■ **QUOTED PASSAGE**:
>>

Facebook’s fragmented approach to social VR hasn’t gotten any better with the launch of Quest. The company now has four separate social VR apps, and none of them are currently available on its newest headset.
With Oculus, Facebook has aimed to build the premiere VR ecosystem, but when it comes to allowing users of the company’s different headsets—Go, Quest, and Rift—to actually interact with one another, it has completely dropped the ball.
Facebook has lofty ambitions for what the far future of social interaction could look like with VR, but between the parent company and the Oculus brand, there’s a confused smattering of different social VR offerings which do a poor job of connecting users across the platform. Let’s review:
- Facebook Spaces (available on Rift & Vive)
- Allows users chat and share Facebook content (like photos and videos), draw in 3D, and video chat with non-VR users via Messenger
- Oculus Home (available on Rift)
- Allows users build virtual homes and invite friends over to talk and visit
- Oculus Rooms (available on Go & Gear VR)
- Allows users to decorate a virtual home and invite friends over to talk and visit, play mini games, share Facebook content (like photos and videos), and launch into other VR apps together
- Oculus Venues (available on Go & Gear VR)
- Allows users to watch live VR video content together
As you can see, before Quest came along, there was already a complete division among Facebook’s social VR apps which kept PC users (Rift) and mobile users (Go & Gear VR) completely separate. If you happened to own a Rift and had a friend which jumped into VR with Go as their first VR headset, there’s unfortunately no easy first-party way for you to connect with your friend in VR.

<<

■ **DATASET**:
>>

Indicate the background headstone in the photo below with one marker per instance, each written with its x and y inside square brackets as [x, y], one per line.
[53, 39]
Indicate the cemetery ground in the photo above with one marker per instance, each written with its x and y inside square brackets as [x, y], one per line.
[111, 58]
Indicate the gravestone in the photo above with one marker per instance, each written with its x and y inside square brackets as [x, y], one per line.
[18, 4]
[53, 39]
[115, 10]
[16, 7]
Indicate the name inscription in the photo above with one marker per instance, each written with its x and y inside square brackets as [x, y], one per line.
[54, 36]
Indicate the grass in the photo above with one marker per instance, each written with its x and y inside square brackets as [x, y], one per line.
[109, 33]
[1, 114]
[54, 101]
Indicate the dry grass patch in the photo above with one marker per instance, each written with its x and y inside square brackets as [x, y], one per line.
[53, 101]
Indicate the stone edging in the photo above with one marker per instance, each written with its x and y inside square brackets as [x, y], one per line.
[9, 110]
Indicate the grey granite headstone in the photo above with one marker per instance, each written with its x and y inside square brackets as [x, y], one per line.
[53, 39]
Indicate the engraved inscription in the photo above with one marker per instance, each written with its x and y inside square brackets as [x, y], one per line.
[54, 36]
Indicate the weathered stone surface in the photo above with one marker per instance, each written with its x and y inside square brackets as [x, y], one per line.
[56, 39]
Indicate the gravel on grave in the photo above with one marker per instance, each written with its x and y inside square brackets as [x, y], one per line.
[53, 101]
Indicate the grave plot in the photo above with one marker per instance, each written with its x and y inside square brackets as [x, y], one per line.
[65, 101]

<<
>>

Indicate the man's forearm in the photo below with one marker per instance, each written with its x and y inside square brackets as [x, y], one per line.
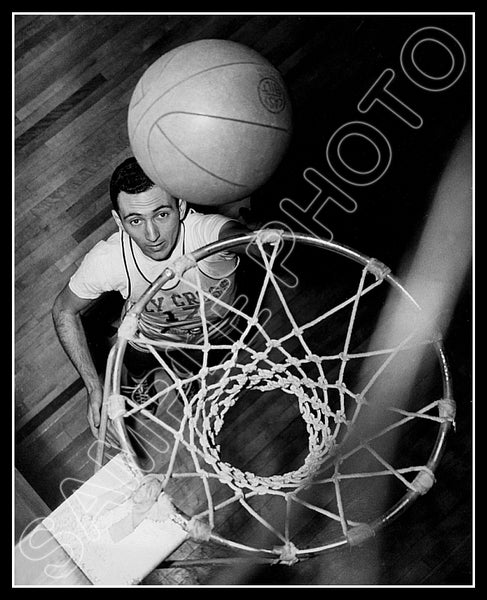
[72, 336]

<<

■ **PROBLEMS**:
- A) Quote the article on Facebook's social VR apps from "- Allows users chat" up to and including "Venues (available on Go & Gear VR)".
- B) Continue the article on Facebook's social VR apps from its last sentence.
The data comes from a different source than the article.

■ **ANSWERS GIVEN**:
- A)
- Allows users chat and share Facebook content (like photos and videos), draw in 3D, and video chat with non-VR users via Messenger
- Oculus Home (available on Rift)
- Allows users build virtual homes and invite friends over to talk and visit
- Oculus Rooms (available on Go & Gear VR)
- Allows users to decorate a virtual home and invite friends over to talk and visit, play mini games, share Facebook content (like photos and videos), and launch into other VR apps together
- Oculus Venues (available on Go & Gear VR)

- B)
With Quest now on the market, things have only become more fragmented. While it was at least possible for Rift users to connect with other Rift users, and Go & Gear VR users to connect amongst themselves, Quest doesn’t have access to any of Facebook’s social VR apps. We would have expected at a minimum that Quest would get Rooms and Venues to link up with the company’s other mobile headsets—and it might one day—but at launch, Quest is a social island unto itself.
It’s an unfortunate situation because it fails to leverage the Oculus ecosystem that Facebook has spent so much time building. The company now has five headsets on the Oculus platform, and it’s baffling that there isn’t at least a basic first-party social VR service that works between them all. For a social media company that thrives on the network effect, Facebook has been surprisingly obtuse about social VR.
The current state of things is as if there were a Windows version of Facebook that would only connect to other Windows users, and a Mac version of Facebook that would only connect to other Mac users—while Linux (Quest in this rough analogy) wasn’t allowed to access Facebook at all.
When we asked Facebook about the state of their social VR offerings at the launch of Quest the company told us that they want to “push for having social layers that sit above all the headsets and work together,” but they have no specific plans to share. So it seems like it’s going to be a while yet until the company manages to make the Oculus platform feel like one socially connected group.
Luckily, third party developers are bridging the gap. Some social VR apps like Bigscreen manage to interconnect users on all of Oculus’ headsets, and even headsets outside the Oculus ecosystem. So even if Facebook doesn’t have it figured out yet, there’s at least somewhere in VR where friends of almost any headset can come together to be social.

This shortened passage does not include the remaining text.